__COMPLETE THE FOLLOWING__
A. According to the forum post about the Bear Expedition Air bow string, why would a replacement string for this bow have to be custom made?
B. Locate every line in the entries that holds the word "instance" and copy each of those lines.

__PAGE EXCERPT__
# Bear expedition air compound bow string question



## Huntinsker (Feb 9, 2012)

Hello and welcome to the forum. I don't post on here too often but I have had a lot of people come in to the place I work with the same kind of questions that you have. I work in archery at Bass Pro's biggest competitor. I'm not going to drop the name but you should be able to figure it out. Anyway, the gentleman that you spoke to is most likely correct that you need a new string if not a new string and cable set. Unfortunately strings and cables are not all the same length and one for your bow would have to be custom made. There are a bunch of guys on archery talk that custom make strings but you would most likely have to send them your bow. If you know the string lenght and cable length, you can call 1-800-753-3218 and order new strings and cables. We work with Winner's Choice strings to make custom strings for you. Any info like string/cable length, model of bow, approximate manufacture date would help them make the correct strings for you. I'm not sure how old the Bear Expedition Air is but my guess is that it was made in the mid to late 80's or early 90's. Because of this, you probably won't be able to find a new cam for your bow because it is an obsolete model. The only way would be to find one for sale online. Before you spend any money trying to fix your bow up, I would suggest looking at the classifieds on here looking for a good deal on a newer bow or go to a dealer and purchase a new model. By the time you spend 150 on new strings and cables and maybe 30 on a new cam, if you could find one, you'd be more than half way to a new entry level package at a retailer. I see a lot of people that don't know a lot about what they are buying get caught in some pretty bad money pits. If you do want a good kit, you should look at the Bear Encounter or Legion or the PSE Brute X. These bows are 399 to 499 and are great bows for the money. We've seen very few problems with these in our store and first time shooters seem to like them. The PSE strings stretch more than I would like to see but once they are done stretching it's not a problem. Good luck and welcome to the sport!


----------

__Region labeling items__
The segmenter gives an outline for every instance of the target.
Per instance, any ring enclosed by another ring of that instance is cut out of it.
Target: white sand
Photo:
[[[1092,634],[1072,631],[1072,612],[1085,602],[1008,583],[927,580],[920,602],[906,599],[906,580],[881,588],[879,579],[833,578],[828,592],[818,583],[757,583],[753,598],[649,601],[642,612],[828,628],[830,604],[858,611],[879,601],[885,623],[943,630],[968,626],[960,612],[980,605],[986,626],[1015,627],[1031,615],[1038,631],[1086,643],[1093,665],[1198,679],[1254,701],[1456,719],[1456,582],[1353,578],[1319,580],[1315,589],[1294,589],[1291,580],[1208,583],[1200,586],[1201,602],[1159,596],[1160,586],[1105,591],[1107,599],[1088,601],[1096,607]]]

__LIST OF SOLUTIONS__
A. Strings and cables are not all the same length, so one for this bow would have to be made to fit it.

B.
The segmenter gives an outline for every instance of the target.
Per instance, any ring enclosed by another ring of that instance is cut out of it.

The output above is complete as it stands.